[start]

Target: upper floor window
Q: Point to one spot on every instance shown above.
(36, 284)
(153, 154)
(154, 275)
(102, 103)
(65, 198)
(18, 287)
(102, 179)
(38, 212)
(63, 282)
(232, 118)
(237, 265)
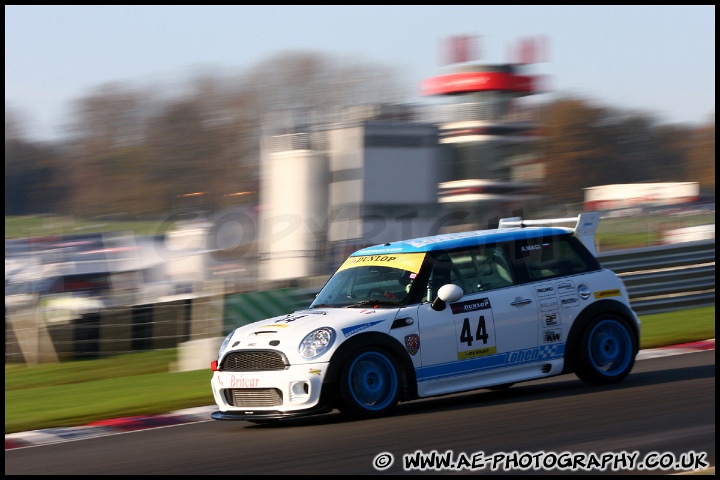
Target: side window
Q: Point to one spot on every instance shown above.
(481, 268)
(545, 258)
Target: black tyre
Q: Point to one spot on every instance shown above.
(607, 351)
(369, 384)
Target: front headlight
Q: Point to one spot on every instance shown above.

[end]

Edit the listing above by changing each "tyre" to "tire" and keeping everything else the same. Leave the pictures out of your version.

> _REPLY_
Target: upper floor window
Q: Point to one spot on every instance shown above.
(36, 284)
(153, 154)
(154, 275)
(102, 103)
(65, 198)
(18, 287)
(102, 179)
(38, 212)
(63, 282)
(232, 118)
(237, 265)
Target: side window
Q: Point to one spot on every instance shown above.
(481, 268)
(545, 258)
Target: black tire
Q: Point to one spot on every instance shown above.
(607, 351)
(369, 384)
Target: front headlight
Q: Point to one spot on every instance shown above.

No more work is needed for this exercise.